DO THIS: Rewrite every item below, replacing each occurrence of "bracketed" with "in square brackets" and leaving everything else unchanged. Omit the pictures from your output.

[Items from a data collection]
###

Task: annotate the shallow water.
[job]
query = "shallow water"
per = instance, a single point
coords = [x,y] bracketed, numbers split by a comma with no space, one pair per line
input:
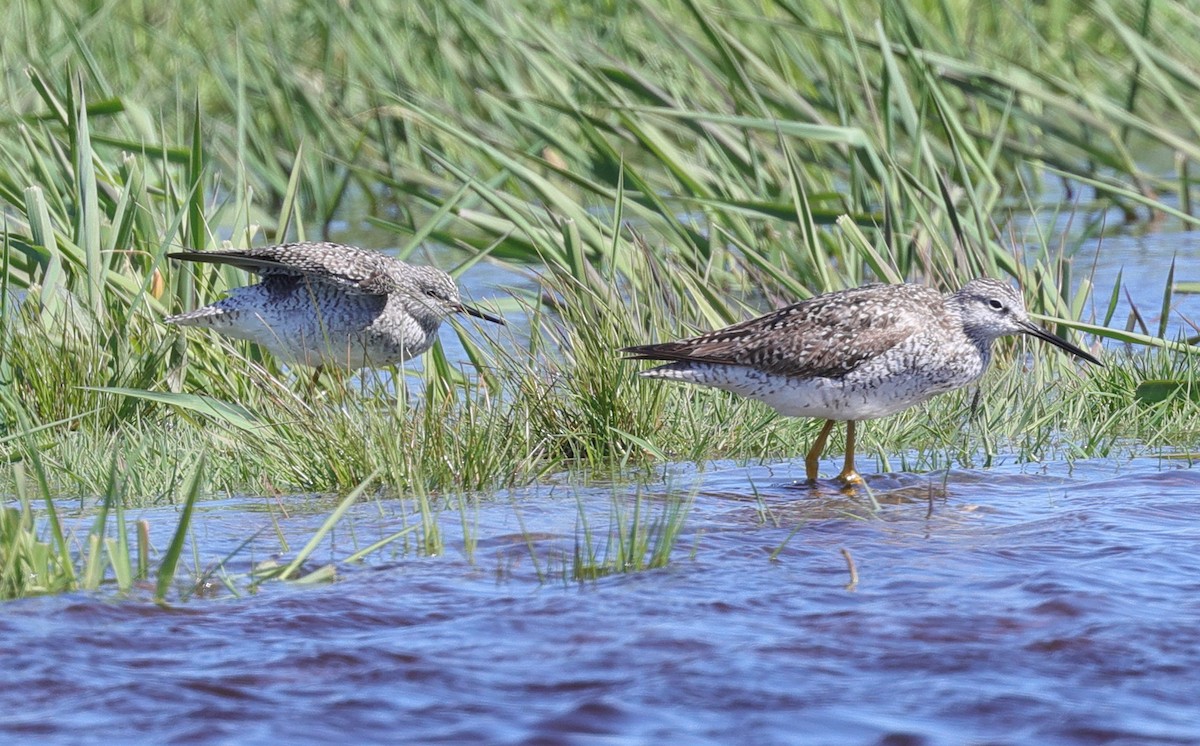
[1020,605]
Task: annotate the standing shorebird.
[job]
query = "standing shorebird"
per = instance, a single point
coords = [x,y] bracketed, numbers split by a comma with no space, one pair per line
[853,355]
[330,305]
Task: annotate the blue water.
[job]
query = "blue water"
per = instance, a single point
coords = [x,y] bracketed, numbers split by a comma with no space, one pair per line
[1018,605]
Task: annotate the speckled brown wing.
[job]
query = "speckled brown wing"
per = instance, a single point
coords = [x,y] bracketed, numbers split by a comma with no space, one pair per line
[347,268]
[827,336]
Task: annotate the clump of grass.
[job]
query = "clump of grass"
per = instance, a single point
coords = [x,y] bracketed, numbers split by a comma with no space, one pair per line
[640,537]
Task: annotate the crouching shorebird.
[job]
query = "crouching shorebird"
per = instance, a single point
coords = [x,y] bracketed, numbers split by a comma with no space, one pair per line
[330,305]
[855,354]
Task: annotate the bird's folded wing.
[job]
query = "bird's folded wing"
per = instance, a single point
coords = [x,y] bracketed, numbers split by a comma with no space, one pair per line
[351,270]
[809,340]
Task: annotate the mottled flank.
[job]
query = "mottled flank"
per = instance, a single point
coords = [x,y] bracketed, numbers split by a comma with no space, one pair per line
[855,355]
[322,304]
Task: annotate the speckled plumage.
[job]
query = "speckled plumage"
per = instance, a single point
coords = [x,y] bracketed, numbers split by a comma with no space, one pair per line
[323,304]
[856,354]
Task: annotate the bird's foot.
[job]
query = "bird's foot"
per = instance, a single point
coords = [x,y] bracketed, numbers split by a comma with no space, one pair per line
[849,477]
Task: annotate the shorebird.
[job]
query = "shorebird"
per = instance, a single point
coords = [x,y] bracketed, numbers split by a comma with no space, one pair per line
[322,304]
[856,354]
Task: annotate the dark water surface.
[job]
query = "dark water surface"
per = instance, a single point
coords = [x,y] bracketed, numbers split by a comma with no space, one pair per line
[1021,605]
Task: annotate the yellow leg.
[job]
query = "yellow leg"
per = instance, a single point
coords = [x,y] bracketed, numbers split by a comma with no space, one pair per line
[810,461]
[849,474]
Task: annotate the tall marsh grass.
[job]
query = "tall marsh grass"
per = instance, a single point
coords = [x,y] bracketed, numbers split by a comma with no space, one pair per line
[660,168]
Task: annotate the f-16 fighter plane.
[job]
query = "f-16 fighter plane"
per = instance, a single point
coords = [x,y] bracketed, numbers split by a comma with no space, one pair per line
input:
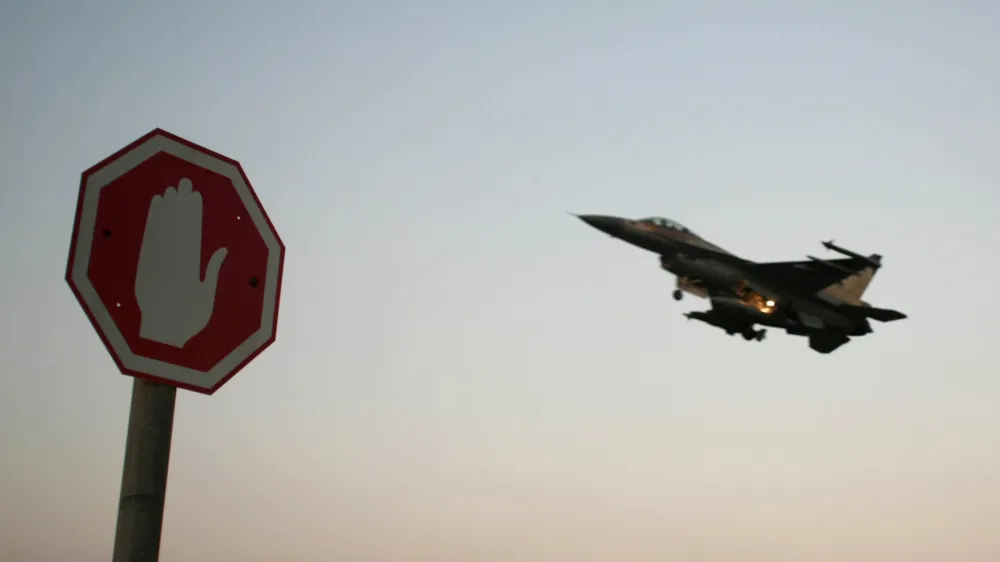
[817,298]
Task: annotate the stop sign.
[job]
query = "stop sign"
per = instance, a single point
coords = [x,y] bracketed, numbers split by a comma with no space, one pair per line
[175,262]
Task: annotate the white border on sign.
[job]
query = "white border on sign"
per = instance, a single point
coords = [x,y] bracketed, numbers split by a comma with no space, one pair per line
[85,238]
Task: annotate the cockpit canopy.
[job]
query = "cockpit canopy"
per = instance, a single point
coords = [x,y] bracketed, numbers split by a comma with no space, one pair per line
[667,223]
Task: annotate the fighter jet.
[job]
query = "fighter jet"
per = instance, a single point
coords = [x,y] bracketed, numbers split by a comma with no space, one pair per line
[817,298]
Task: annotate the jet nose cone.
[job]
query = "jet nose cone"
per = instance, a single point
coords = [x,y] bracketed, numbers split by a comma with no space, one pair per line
[604,223]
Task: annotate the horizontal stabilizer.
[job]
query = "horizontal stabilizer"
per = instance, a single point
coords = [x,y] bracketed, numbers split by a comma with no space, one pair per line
[880,314]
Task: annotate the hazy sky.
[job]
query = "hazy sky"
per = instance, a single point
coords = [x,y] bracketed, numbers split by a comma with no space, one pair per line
[463,372]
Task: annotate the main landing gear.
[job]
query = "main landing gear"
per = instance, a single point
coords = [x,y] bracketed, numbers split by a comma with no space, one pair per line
[750,334]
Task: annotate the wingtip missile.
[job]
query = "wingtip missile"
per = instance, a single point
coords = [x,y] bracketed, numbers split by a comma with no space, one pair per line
[874,261]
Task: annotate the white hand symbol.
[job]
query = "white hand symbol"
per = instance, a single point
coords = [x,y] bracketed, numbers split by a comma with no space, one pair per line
[174,301]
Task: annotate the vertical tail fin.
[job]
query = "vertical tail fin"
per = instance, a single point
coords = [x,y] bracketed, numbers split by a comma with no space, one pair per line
[852,288]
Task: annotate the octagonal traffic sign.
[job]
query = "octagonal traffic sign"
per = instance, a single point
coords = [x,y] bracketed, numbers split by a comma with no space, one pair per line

###

TASK RESULT:
Task: annotate the shallow water.
[job]
query = "shallow water"
per = instance, a single point
coords = [x,y] in square brackets, numbers split by a comma with no space, one pair per line
input:
[1020,605]
Task: annotate the standing shorebird.
[job]
query = "standing shorebird"
per = instance, a single point
coords = [x,y] in square brackets, numbers split by a comma with no space, one pair per line
[853,355]
[330,305]
Task: annotate the blue water.
[job]
query = "blue water"
per = instance, a single point
coords = [x,y] in square brackets, numbers split by a comma with no space, one pair per line
[1018,605]
Task: annotate the speckled brown wing.
[job]
query = "speckled brown wing"
per = instance, a single point
coords = [x,y] in square brackets, numbers split by a comma with no space, one pair per line
[347,268]
[827,336]
Task: annotate the clump of grass.
[job]
query = "clump of grass"
per = instance, a single point
coords = [x,y] in square brackets, numbers split by a comma with no space, one pair per line
[640,537]
Task: annotate the crouching shorebird.
[job]
query = "crouching shorebird"
per = instance, a single point
coords = [x,y] in square brackets, numbers split by a comma with no space, one pair per line
[330,305]
[855,354]
Task: annotate the bird's folded wing.
[job]
query = "bird's folded wing"
per = instance, a single point
coords = [x,y] in square brackets, numbers split by a comma with no space, one pair per line
[351,270]
[809,340]
Task: annotate the mottled flank.
[job]
query = "mottled flank"
per = instance, a single point
coords = [x,y] in square brackets, numbers split by a comma with no space, one pair per line
[855,355]
[322,304]
Task: annotate the speckled plumage.
[job]
query = "speckled plumage"
per = instance, a single point
coords = [x,y] in square brackets, numbers split by a comma with no space, one pair per line
[323,304]
[856,354]
Task: annotate the bird's foot.
[job]
query = "bird's foot"
per = instance, a single point
coords = [x,y] in square brackets, numbers split by a comma with no space, one pair per line
[849,477]
Task: annotate the shorebird.
[job]
query = "shorebird"
per = instance, a single point
coords = [x,y] in square brackets, numbers split by a comma with no space, one pair per line
[322,304]
[856,354]
Task: annotate the dark water surface.
[job]
query = "dark water surface"
per = instance, a single point
coords = [x,y] in square brackets, numbers split by a comma with no space, one pair per line
[1021,605]
Task: annotate the yellow leg.
[job]
query = "yellow leg"
per = instance, a single point
coords = [x,y] in square brackets, numbers split by a comma with no space, one pair per line
[810,461]
[849,474]
Task: annotate the tall marsh grass.
[job]
query = "tall marsh grass"
per = instance, a single point
coords = [x,y] in square brackets, numbers split by a comma with no space, one pair per line
[660,168]
Task: annotate the f-16 fighter plane.
[job]
query = "f-16 fighter plane"
per = instance, a single point
coords = [x,y] in square brackets, numbers split by a comma with no space, one pair per line
input:
[817,298]
Task: annotate the stop sign.
[job]
query = "stop sign"
per = instance, a single point
coords = [x,y] in square brackets, numbers split by a comma with no space, one pair per line
[175,262]
Task: annotate the white border on sign.
[job]
query = "white border on sign"
per = instance, a single point
coords = [x,y] in square brackets, numbers split by a comma with no space, one pair per line
[85,238]
Task: annotate the cockpit canopy.
[job]
query = "cockpit canopy"
per = instance, a single point
coords = [x,y] in square brackets, numbers split by a comma with no space, one pair per line
[667,223]
Task: annotate the fighter jet.
[job]
query = "fighter jet"
per = instance, a single point
coords = [x,y] in square brackets, numbers split by a comma with no space, one pair per line
[817,298]
Task: annotate the jet nose cone.
[job]
query = "jet nose cone"
per = instance, a single point
coords = [x,y] in square brackets, numbers split by a comma with no space, one pair per line
[604,223]
Task: annotate the horizontal stabilizer.
[job]
query = "horizontal stabilizer"
per = instance, a single point
coords = [x,y] in square brackets, numbers split by a comma with no space, one pair per line
[880,314]
Task: annotate the hazy sky.
[job]
query = "hazy sky"
per = instance, a single point
coords = [x,y] in square brackets, numbers split by a comma with no space, one pair per line
[463,372]
Task: annotate the main landing gear.
[job]
query = "main landing gear"
per = instance, a single point
coords = [x,y] in square brackets, numbers split by a comma with no space, one pair per line
[750,334]
Task: annotate the wingtip missile.
[job]
query = "wingtip missile"
per = instance, a single point
coords = [x,y] in square brackets, numbers split by a comma with no space, one pair per line
[874,261]
Task: annotate the white hand symbol.
[job]
query = "white hand symbol"
per = instance, a single point
coords = [x,y] in square brackets, numbers split by a comma with no space, one pair per line
[174,301]
Task: annotate the vertical tail fin.
[job]
query = "vertical tail fin"
per = instance, a single point
coords = [x,y] in square brackets, numbers split by a comma with no space, one pair per line
[852,288]
Task: annotate the octagonal traffic sign.
[job]
query = "octagonal traffic sign"
per = instance, a single point
coords = [x,y] in square brackets, numbers split by a comma with no space, one pair per line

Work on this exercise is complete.